(QUOTED PASSAGE begins)

The world is a very noisy place and much of what children learn, they have to learn listening in noise. Hearing in noise requires the ability to hear with both ears. Binaural hearing enables us to focus on the speech signal and ignore the noise. Language is a left-brain activity and the majority of the input to the right ear goes to the left brain. Our primary focus in working with children with hearing loss (and also children without hearing loss) is to develop language skills. Therefore, the right ear has been considered the more important ear. While the right ear certainly is critical, to hear in noise, we also have to build skills in the left ear, which sends the majority of the information going to the right brain.
Music and the brain
Nina Kraus, PhD, director of the Auditory Neuroscience Laboratory at Northwestern University, has studied the effect of musical training on the brain. She has demonstrated that musicians excel in vocabulary, reading, non-verbal reasoning, perception of speech in background noise, auditory memory and attention. She has concluded that musical training causes the brain to undergo neurological changes. For example, string players demonstrate a reorganization of the motor cortex related to the left hand, which performs extensive intricate fingering. There are many examples of brain changes in musicians explicitly involving auditory centers.
Music training and children
Music training is associated with increased vocabulary, reading and phonologic processing, attention and reasoning skills in children. Kraus reports on the tie in between musicianship and literacy. Learning to read is closely related to phonics and being able to decipher the sounds of language. So musical practice can hone the auditory system providing a channel towards literacy. Her research also demonstrates the relationship between music and hearing in noise.

(QUOTED PASSAGE ends)
(SUPPLIED ENTRIES begins)

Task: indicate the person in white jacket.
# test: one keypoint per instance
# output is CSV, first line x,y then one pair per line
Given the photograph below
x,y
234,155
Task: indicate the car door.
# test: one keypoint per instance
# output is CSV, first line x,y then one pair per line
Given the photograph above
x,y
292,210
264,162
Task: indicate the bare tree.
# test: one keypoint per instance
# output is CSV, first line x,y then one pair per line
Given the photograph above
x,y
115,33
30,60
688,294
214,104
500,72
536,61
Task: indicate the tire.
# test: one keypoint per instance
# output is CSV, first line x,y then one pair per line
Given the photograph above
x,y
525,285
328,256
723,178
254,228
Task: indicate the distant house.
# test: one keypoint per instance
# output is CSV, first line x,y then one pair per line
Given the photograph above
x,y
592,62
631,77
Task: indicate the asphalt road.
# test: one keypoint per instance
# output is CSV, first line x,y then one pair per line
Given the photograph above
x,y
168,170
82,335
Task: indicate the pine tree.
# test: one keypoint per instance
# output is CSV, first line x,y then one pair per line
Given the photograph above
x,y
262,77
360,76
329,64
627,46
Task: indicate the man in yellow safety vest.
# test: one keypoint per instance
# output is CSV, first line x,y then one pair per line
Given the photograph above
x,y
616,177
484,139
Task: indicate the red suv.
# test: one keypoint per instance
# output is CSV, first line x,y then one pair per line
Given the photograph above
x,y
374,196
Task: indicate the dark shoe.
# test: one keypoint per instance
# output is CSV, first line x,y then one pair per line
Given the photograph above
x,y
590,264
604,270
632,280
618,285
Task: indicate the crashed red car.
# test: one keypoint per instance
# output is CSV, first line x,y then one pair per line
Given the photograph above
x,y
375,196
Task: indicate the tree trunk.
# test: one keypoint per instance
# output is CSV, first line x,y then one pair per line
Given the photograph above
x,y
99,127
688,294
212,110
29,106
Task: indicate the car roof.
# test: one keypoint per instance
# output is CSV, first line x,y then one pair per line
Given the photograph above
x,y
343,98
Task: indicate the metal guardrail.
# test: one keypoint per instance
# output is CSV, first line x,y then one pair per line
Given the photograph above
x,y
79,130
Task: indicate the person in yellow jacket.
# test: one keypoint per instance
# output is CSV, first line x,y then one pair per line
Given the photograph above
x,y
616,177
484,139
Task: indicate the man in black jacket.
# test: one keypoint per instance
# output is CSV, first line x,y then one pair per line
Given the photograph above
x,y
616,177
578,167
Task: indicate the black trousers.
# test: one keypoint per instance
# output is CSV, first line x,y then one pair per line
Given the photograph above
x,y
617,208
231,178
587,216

(SUPPLIED ENTRIES ends)

- _INSTRUCTIONS_
(A) Check each statement against the text on hearing and music training. Answer yes or no for each, and quote the words of that text that decide it. (i) Most of the input to the right ear goes to the left side of the brain. (ii) String players show a reorganization of the motor cortex related to the right hand. (iii) Hearing in noise requires hearing with only the right ear.
(B) Set down everything in the text on hearing and music training from "The world is" down to "the right brain.".
(C) Take the text on hearing and music training further, picking up after its final sentence.

- _ANSWERS BY ITEM_
(A)
(i) Yes: "the majority of the input to the right ear goes to the left brain"
(ii) No: "string players demonstrate a reorganization of the motor cortex related to the left hand"
(iii) No: "Hearing in noise requires the ability to hear with both ears."

(B)
The world is a very noisy place and much of what children learn, they have to learn listening in noise. Hearing in noise requires the ability to hear with both ears. Binaural hearing enables us to focus on the speech signal and ignore the noise. Language is a left-brain activity and the majority of the input to the right ear goes to the left brain. Our primary focus in working with children with hearing loss (and also children without hearing loss) is to develop language skills. Therefore, the right ear has been considered the more important ear. While the right ear certainly is critical, to hear in noise, we also have to build skills in the left ear, which sends the majority of the information going to the right brain.

(C)
Music and children with language learning disorders
Some of Kraus’s work supports music as a therapy for children with a language learning disorder and difficulties with speech in noise. Her work suggests that music can help children with auditory processing disorders improving listening in noise.
What does this mean for children with hearing loss?
Well, we do not absolutely know. But we do know that, in general, music can help develop the auditory brain. I have always encouraged children with hearing loss to study music because, as a rule, I think music is a good thing. In addition, we know that music is a right-brain activity and improving right-brain functioning improves the ability to hear in noisy situations. Since noise is a difficult problem for children with hearing loss, music training seems like a good idea. If, in addition, it has a significant effect on literacy, it is a win-win situation.